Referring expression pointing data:
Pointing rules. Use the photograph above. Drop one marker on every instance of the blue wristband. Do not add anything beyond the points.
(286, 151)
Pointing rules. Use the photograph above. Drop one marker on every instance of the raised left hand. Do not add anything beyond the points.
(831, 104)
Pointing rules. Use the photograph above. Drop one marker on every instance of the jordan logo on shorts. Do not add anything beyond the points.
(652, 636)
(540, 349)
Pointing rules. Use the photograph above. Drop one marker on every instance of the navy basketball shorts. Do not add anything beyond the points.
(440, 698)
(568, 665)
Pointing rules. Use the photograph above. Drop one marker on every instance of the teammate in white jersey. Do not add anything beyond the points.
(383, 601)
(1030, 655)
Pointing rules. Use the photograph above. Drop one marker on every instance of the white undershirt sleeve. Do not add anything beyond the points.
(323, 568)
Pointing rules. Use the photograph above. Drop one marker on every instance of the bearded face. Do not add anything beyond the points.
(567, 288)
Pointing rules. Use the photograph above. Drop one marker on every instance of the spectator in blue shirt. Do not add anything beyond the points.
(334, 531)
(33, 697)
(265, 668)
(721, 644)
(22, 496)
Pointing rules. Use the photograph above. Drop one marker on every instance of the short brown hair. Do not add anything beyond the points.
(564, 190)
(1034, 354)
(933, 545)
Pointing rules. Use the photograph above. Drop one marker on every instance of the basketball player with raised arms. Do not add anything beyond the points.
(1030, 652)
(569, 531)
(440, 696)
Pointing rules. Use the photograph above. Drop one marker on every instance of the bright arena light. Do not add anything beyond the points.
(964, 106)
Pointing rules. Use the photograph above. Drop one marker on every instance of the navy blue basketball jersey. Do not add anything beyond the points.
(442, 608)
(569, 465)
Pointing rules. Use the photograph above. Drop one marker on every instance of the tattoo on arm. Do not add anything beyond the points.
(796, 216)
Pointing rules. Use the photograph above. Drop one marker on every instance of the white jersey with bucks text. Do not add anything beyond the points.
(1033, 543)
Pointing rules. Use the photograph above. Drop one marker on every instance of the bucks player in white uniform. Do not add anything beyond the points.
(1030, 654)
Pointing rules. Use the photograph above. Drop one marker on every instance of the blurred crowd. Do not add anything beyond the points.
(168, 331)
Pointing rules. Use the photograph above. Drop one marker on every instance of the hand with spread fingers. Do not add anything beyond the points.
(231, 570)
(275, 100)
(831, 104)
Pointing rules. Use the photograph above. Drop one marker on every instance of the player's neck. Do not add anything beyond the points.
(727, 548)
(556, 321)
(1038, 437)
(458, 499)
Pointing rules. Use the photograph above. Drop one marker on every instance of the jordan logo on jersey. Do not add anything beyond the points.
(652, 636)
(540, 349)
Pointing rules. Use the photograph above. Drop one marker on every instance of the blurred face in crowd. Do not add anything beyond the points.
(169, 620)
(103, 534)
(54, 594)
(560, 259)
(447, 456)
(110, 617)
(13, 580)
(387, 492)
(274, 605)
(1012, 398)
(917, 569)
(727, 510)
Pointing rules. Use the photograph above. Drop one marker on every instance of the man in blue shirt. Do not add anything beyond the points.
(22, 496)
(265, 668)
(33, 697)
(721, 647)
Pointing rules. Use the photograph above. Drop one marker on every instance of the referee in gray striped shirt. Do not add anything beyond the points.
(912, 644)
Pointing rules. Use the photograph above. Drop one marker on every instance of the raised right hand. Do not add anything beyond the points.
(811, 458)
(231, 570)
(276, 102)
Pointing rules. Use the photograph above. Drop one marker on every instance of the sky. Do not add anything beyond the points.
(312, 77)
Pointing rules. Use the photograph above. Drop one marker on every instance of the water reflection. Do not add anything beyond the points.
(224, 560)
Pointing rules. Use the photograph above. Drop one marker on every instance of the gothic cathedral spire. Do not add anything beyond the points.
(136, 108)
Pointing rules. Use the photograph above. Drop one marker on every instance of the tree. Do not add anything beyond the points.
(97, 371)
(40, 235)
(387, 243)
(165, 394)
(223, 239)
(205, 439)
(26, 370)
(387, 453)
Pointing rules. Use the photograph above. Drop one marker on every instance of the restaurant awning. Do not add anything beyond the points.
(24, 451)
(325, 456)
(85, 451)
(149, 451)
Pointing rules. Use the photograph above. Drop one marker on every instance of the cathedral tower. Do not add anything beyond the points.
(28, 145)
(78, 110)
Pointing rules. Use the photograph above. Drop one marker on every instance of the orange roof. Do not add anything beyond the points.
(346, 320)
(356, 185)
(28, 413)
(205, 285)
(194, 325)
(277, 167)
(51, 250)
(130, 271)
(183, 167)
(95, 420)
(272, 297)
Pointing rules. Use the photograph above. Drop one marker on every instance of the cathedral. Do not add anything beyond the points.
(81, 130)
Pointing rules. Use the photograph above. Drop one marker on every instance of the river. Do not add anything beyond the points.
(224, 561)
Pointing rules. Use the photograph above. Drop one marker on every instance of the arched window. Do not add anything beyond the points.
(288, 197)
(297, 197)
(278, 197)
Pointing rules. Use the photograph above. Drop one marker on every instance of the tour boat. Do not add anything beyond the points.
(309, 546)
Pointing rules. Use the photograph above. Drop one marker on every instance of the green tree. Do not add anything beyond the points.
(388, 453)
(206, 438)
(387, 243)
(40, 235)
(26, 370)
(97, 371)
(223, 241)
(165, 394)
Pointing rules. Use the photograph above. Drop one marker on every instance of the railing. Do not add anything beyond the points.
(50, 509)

EXERCISE: Go through the records above and repeat each one exactly.

SOLUTION FOR THIS EXERCISE:
Pointing rules. Use the photograph above. Drop one marker on every instance of the blue wristband. Do not add anything beyond the points.
(286, 151)
Pointing rules. Use the photograph above. Drop one marker on every instance of the raised left hand. Do not add anything beyond the points.
(831, 104)
Pointing rules. Use the photograph above. Drop one marker on every instance of the jordan logo on shorts. Do not add anything beyond the points.
(652, 636)
(540, 349)
Pointing rules. Use the photograph above. Drop one marker on every instance of the navy basketball shorts. Do not add anything beyond the points.
(440, 698)
(568, 665)
Pointing rules. Use the photograph above. Drop one marker on every instance of the teammate in white jersey. Do not add anything beyond the points.
(383, 601)
(1030, 655)
Pointing rules. Use the photograph above. Drop one marker on every instance of the white undershirt sleeve. Do not add anything beyond the points.
(323, 568)
Pointing rules. Use the photograph above. Drop one marker on every instance of the bearded face. Do not add anything beyond the points.
(567, 288)
Pointing rules. Use the photograph above. Drop one marker on every instance of the spectator in blue shirt. Do not add anything beyond the points.
(334, 531)
(33, 697)
(265, 668)
(721, 644)
(22, 496)
Pointing rules. Use the photograph above. Drop one marker on every instance of the short brown hair. Do not add anything beyond the points.
(564, 190)
(1034, 354)
(933, 545)
Pointing rules. Use the photograph above. Drop one marker on every instance of the basketball player with raised arms. Do not add anything beyond the points.
(1030, 652)
(569, 531)
(440, 696)
Pointing rules. Use the photograph above. Drop one marker on every instance of the bright arena light. Do not add anything beyond the points.
(964, 106)
Pointing rules. Use the photograph above. Drop one marker on every instance of the navy blue basketball jersey. Do not add anything beyond the points.
(442, 608)
(569, 465)
Pointing rules. Use the photograph above. Drop one marker on every instance of the tattoo on arm. Do not add anything beyond the points.
(796, 216)
Pointing rules. Use the photograph above. Drop one marker on every instance of the white jersey with bucks text. Do not add anything beyond the points.
(1033, 543)
Pointing rules. Use the photograph above. Drop one marker on every instance of the bucks player in white uniform. Do not add anything beyond the points.
(1030, 654)
Pointing rules. Use the photograph above. Drop one marker on every instance of the blurred crowd. Do not add anything beyond the points.
(168, 331)
Pointing rules. Use the photograph above. Drop one marker on every instance of the hand with spread fingers. Do not add anything beyond the points.
(231, 570)
(275, 100)
(831, 104)
Pointing rules. Use the photograph above. Drop one marker on every instance of the player's neck. Do not add anything beyond the points.
(727, 548)
(556, 321)
(1038, 437)
(458, 499)
Pointing rules. Use the photograph above. Drop one marker on every instance of the jordan logo on jersey. Do not add anything beyond the points.
(652, 636)
(540, 349)
Pointing rules. Use the photograph above. Drop one marker on every instance of the blurred face in crowd. Do not add anything beyond the points.
(169, 620)
(103, 534)
(54, 594)
(560, 259)
(447, 456)
(110, 617)
(13, 580)
(387, 492)
(274, 605)
(1012, 398)
(917, 569)
(727, 510)
Pointing rules. Use the photograph above. Drop one marker on every instance of the man in blue shirt. Do not add anything beyond the points.
(22, 496)
(265, 668)
(33, 697)
(721, 647)
Pointing rules. Use the photograph above. Drop one marker on every instance of the referee in gray striped shirt. Do not add anything beyond the points.
(912, 644)
Pointing rules. Use the photograph above. Drop one marker on every instance of the raised right hand. Do not add anything beyond the points.
(811, 458)
(231, 570)
(276, 102)
Pointing rules. Use the photograph above. Drop one marker on every instance of the sky. Do not add anything beyond the points.
(312, 77)
Pointing rules. Use the photograph above. Drop one marker on every instance of the water reflection. Do not add anything beyond the points.
(224, 560)
Pointing rules. Use the photograph above. Drop one marker on every instance of the gothic cathedral spire. Do not add anything beyond the points.
(136, 108)
Pointing rules. Use the photograph above. Drop one marker on every instance of the tree. Do not add anything beyond the points.
(97, 371)
(40, 235)
(387, 243)
(165, 394)
(223, 239)
(205, 439)
(26, 370)
(387, 453)
Pointing rules. Use the photograph above. Drop one marker on every instance of the restaurant awning. Do not add anything beyond the points.
(24, 451)
(325, 456)
(85, 451)
(149, 451)
Pointing rules. Use the photograph above. Drop one marker on every instance of the cathedral tower. Do not add anything beyond the points.
(28, 145)
(78, 110)
Pointing rules. Use the photograph above. Drop one marker on every instance of the orange roof. Do not add anything beyond the points.
(346, 320)
(356, 185)
(28, 413)
(205, 285)
(194, 325)
(277, 167)
(51, 250)
(130, 271)
(183, 167)
(95, 420)
(272, 297)
Pointing rules. Use the photograph above. Drop one marker on every instance of the cathedral. Do not add anything beyond the points.
(81, 130)
Pointing rules. Use the photograph above. Drop one marker on every instance of the river. Do not add anything beyond the points.
(224, 561)
Pointing rules. Use the photograph above. Drop one marker on every instance of the arched window. Do not add anything beyond the points.
(288, 197)
(297, 197)
(278, 197)
Pointing rules. Use the photograph above. Drop one marker on every instance of the tour boat. Do not add anything beyond the points.
(309, 546)
Pointing rules. Use the photograph above. Drop one marker on every instance of the green tree. Do not add anything beyond the points.
(388, 453)
(206, 438)
(387, 243)
(40, 235)
(26, 370)
(97, 371)
(223, 241)
(165, 394)
Pointing rules. Use the photograph above. Drop one marker on every instance of the railing. Do not add anything beyond the points.
(50, 509)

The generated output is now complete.